-- What to work on --
Begin with the line that holds "Exercise. Tag every instance of the saucepan". Write out every line from there to the end of the listing below, word for word.

=-=-=

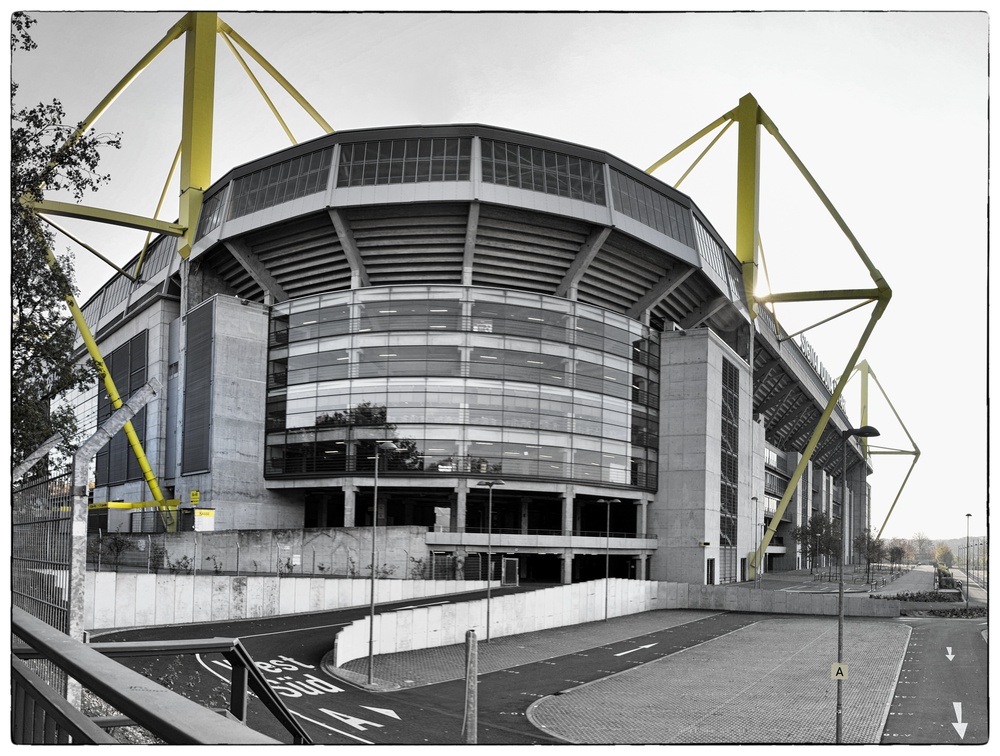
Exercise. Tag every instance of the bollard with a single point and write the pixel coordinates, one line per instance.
(471, 687)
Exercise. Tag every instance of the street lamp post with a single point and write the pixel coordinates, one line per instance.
(607, 549)
(489, 547)
(865, 431)
(756, 533)
(968, 519)
(385, 446)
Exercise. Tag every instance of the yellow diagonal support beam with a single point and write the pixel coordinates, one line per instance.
(95, 354)
(751, 119)
(273, 72)
(112, 217)
(867, 375)
(260, 88)
(820, 427)
(87, 247)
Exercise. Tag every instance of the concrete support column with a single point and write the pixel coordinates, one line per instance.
(567, 567)
(459, 507)
(350, 497)
(568, 508)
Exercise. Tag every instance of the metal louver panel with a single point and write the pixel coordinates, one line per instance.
(198, 389)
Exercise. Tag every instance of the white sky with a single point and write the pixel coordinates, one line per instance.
(888, 111)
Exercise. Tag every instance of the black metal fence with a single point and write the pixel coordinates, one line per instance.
(41, 548)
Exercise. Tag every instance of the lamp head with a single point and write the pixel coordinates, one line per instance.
(865, 431)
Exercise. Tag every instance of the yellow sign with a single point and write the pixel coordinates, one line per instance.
(165, 504)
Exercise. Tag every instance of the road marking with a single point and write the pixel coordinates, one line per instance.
(959, 725)
(419, 606)
(333, 729)
(386, 712)
(295, 630)
(637, 648)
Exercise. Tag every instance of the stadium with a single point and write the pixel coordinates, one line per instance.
(546, 351)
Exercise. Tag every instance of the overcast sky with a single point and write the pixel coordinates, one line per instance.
(888, 111)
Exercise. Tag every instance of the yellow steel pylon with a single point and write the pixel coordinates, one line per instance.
(195, 156)
(750, 118)
(867, 374)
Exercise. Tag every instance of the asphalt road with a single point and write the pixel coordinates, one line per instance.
(289, 651)
(941, 695)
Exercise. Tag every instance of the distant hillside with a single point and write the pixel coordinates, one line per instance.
(957, 546)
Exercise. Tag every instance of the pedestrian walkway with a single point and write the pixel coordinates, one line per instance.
(915, 580)
(767, 683)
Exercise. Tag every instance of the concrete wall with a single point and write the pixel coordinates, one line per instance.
(121, 600)
(334, 551)
(686, 508)
(512, 614)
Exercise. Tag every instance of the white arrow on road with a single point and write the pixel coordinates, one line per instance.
(959, 725)
(637, 648)
(420, 606)
(386, 712)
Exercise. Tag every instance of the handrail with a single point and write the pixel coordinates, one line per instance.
(39, 714)
(239, 659)
(168, 715)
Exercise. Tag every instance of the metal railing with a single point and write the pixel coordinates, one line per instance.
(41, 715)
(481, 530)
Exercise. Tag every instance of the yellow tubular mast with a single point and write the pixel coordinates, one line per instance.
(95, 355)
(750, 118)
(866, 372)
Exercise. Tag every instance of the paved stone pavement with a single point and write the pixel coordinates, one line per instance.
(767, 683)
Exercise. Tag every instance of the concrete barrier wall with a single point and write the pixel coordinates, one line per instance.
(512, 614)
(120, 600)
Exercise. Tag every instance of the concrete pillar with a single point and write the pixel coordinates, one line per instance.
(350, 495)
(458, 508)
(568, 509)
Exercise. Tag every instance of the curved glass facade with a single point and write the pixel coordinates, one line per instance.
(467, 380)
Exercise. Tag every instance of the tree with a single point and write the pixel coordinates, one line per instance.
(43, 158)
(871, 548)
(818, 538)
(943, 555)
(921, 547)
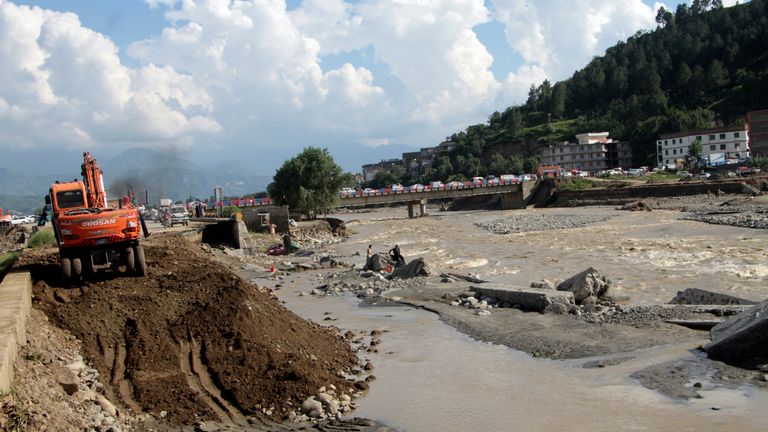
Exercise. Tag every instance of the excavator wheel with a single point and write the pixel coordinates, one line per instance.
(141, 264)
(66, 268)
(130, 263)
(77, 268)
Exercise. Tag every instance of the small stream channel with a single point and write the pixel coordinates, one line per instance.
(432, 378)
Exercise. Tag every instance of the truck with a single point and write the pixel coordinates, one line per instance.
(179, 215)
(91, 234)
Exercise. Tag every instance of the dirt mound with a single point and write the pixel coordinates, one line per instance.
(191, 338)
(13, 237)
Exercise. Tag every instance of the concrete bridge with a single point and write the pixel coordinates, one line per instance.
(513, 196)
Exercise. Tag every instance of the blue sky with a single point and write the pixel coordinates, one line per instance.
(257, 81)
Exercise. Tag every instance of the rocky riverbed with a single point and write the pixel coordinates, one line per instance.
(526, 223)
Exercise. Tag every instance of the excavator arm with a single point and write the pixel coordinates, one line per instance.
(96, 195)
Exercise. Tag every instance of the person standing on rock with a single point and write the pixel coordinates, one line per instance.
(394, 253)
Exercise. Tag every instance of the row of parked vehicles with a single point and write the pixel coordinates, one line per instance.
(475, 182)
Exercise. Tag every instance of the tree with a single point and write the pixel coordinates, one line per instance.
(693, 158)
(717, 74)
(664, 17)
(498, 165)
(515, 120)
(558, 100)
(309, 183)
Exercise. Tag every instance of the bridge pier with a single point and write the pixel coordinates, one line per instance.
(512, 200)
(422, 208)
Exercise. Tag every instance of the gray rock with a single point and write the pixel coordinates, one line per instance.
(743, 339)
(544, 284)
(414, 268)
(377, 262)
(700, 296)
(588, 283)
(311, 404)
(528, 299)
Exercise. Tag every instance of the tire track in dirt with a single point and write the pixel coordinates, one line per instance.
(200, 381)
(119, 381)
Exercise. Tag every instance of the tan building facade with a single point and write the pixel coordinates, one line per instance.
(594, 151)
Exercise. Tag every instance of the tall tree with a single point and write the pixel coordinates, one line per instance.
(308, 183)
(557, 107)
(663, 16)
(693, 158)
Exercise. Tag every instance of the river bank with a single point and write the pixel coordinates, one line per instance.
(651, 255)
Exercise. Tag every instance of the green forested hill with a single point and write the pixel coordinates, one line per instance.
(703, 66)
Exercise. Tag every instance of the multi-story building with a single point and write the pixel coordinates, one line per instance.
(594, 151)
(719, 143)
(394, 166)
(758, 132)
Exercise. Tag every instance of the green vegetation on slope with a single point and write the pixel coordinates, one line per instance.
(703, 66)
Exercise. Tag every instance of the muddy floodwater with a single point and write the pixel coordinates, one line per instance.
(430, 377)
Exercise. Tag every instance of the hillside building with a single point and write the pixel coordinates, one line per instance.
(394, 166)
(758, 132)
(594, 151)
(718, 143)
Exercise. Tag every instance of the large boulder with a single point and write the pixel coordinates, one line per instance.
(588, 283)
(414, 268)
(377, 262)
(743, 339)
(527, 299)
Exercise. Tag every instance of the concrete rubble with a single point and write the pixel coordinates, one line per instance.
(414, 268)
(743, 339)
(528, 299)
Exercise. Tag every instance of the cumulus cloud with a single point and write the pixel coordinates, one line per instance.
(64, 84)
(252, 73)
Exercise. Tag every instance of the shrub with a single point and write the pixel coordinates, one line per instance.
(7, 260)
(42, 239)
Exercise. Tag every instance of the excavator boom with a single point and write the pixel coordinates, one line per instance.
(94, 182)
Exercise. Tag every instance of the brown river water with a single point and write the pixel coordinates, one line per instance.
(430, 377)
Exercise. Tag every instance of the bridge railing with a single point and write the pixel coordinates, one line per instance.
(428, 188)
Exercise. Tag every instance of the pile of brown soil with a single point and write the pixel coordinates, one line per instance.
(13, 237)
(191, 338)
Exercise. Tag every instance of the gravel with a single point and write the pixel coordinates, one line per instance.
(525, 223)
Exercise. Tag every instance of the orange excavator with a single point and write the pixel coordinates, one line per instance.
(92, 234)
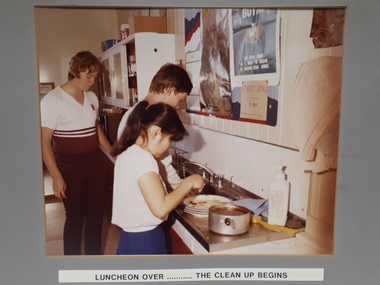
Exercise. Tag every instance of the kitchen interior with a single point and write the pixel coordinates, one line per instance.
(237, 151)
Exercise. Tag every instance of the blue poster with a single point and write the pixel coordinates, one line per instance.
(255, 41)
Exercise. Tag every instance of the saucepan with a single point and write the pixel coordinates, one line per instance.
(228, 219)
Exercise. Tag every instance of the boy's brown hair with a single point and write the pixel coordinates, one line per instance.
(84, 61)
(171, 75)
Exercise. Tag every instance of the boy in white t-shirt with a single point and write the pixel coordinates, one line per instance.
(171, 85)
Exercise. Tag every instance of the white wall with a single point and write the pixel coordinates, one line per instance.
(250, 163)
(296, 47)
(248, 151)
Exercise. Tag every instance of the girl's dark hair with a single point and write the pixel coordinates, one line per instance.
(171, 75)
(83, 61)
(142, 117)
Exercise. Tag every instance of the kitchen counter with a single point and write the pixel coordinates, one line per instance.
(287, 246)
(194, 229)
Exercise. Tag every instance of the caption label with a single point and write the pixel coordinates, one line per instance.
(125, 276)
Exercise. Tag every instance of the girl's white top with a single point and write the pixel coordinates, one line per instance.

=-=-=

-- Answer to the exercise --
Exercise. Tag every instance of the saucepan with a single point and write the pixel coordinates, one line per instance.
(228, 219)
Exercise. Tag every instance of the boy's brown hair with a single point and write the pixel coordinates, one line per instance.
(84, 61)
(171, 75)
Exercise. Tag every instance of the boy in white t-shirt with a single point and write the pixel coordinates, one line per instance.
(171, 85)
Exercise. Tag every instance of the white wall with a single point and write the pixel coordinates, one line per instance.
(250, 163)
(296, 47)
(248, 151)
Exercise. Tag every instance of the girl's dark hair with a single point and write the pixel coordinates, one line per instance.
(171, 75)
(83, 61)
(142, 117)
Exercise. Tag every instance of the kitchen counter with a single point and write the pixel coordinates, one line per instance.
(287, 246)
(194, 229)
Exercise. Tag every instance of the caption label with a single point and write the pixel coordinates, one line per instance.
(125, 276)
Exercise. Tag every instance of the girl's white top with a single point and write the pixel coordinates, one line per instance.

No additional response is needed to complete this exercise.